Quoted text:
* Begin *
Bell picked up the pace after the All-Star break following a conversation with veterans David Freese and John Jaso in early July. When they asked him to share his mindset in the batter's box, he told them he had been keying in on changeups or soft stuff away, because he was having problems with the heat. Both veterans told him it was time to scrap that plan, focus on fastballs in the heart of the plate and adjust accordingly.
"They told me, 'You can't guess. This isn't a crapshoot. This isn't gambling,'" Bell said. "So I started to sit on fastballs down the middle and let my body and my hand-eye coordination take over instead of trying to think my way into a base hit. For the most part, the last couple of months have been a night-and-day difference. I'm driving the ball the way I want to and I'm not striking out the way I was back then."
Bell is a favorite among scouts because of his energy and passion for the game. During the Pirates' recent visit to Williamsport, Pennsylvania, he wasn't quite as popular as St. Louis' Tommy Pham and Yadier Molina, who sprung for 200 snow cones for the Little Leaguers in attendance, but Bell drove in four runs with a single and a homer in a 6-3 Pirates' victory and was clearly in his element.
While some scouts regard him as a player without a position, the metrics attest to Bell's progress at first base, as he's posted a creditable plus-2 Defensive Runs Saved at the position.
"He's a pure hitter with hard contact and power from both sides of the plate,'' said an AL scout. "It takes a lot of effort for him to play defense, but he works hard. From my side, he looks like a great kid with a desire to get better.''
Bell's formative years in the oppressive Dallas heat helped prepare him for the rigors of an MLB season. He appeared in 131 of the Pirates' first 133 games, and he stays limber and mentally centered thanks in part to a yoga regimen that he added to his routine last winter. Bell was officially sold when he attended a hot yoga session in Dallas. He began the workout drenched in sweat and walked out feeling "like a million bucks.''
"It's about controlling your central nervous system,'' Bell said. "You're at a point where you're like, 'I can't go any further.' Then you tell yourself, 'Let's breathe though this posture and this moment,' and you find yourself relaxing. That correlates to baseball. If it's the bases loaded and the bottom of the ninth, it's natural to think, 'Oh my gosh, it's (Aroldis) Chapman.' Instead, you say, 'Let's breathe through this. I'm either going to get a hit or make an out. It's one of the two alternatives.' You're like 'let's play' instead of 'let's panic.'''
The Pittsburgh veterans provide advice and motivation to aid Bell in his daily quest. Bell and McCutchen have developed a friendly competition and keep a running tally of which player hits the ball harder in batting practice and games. McCutchen routinely jokes that Bell wouldn't be nearly as successful if he didn't come to the plate with McCutchen on base so often.
* End *
Material supplied:
* Begin *
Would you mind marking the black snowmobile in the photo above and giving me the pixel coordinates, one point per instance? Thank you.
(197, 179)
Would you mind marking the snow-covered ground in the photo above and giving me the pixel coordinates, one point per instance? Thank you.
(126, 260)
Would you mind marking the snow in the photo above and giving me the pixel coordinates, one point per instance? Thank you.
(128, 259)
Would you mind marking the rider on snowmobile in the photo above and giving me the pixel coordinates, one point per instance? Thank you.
* End *
Your task: In the text about Bell, how does the sentence "Bell is a favorite among scouts because of his energy and passion for the game." read in Spanish?

Response to the task: Bell es uno de los favoritos de los cazatalentos por su energía y su pasión por el juego.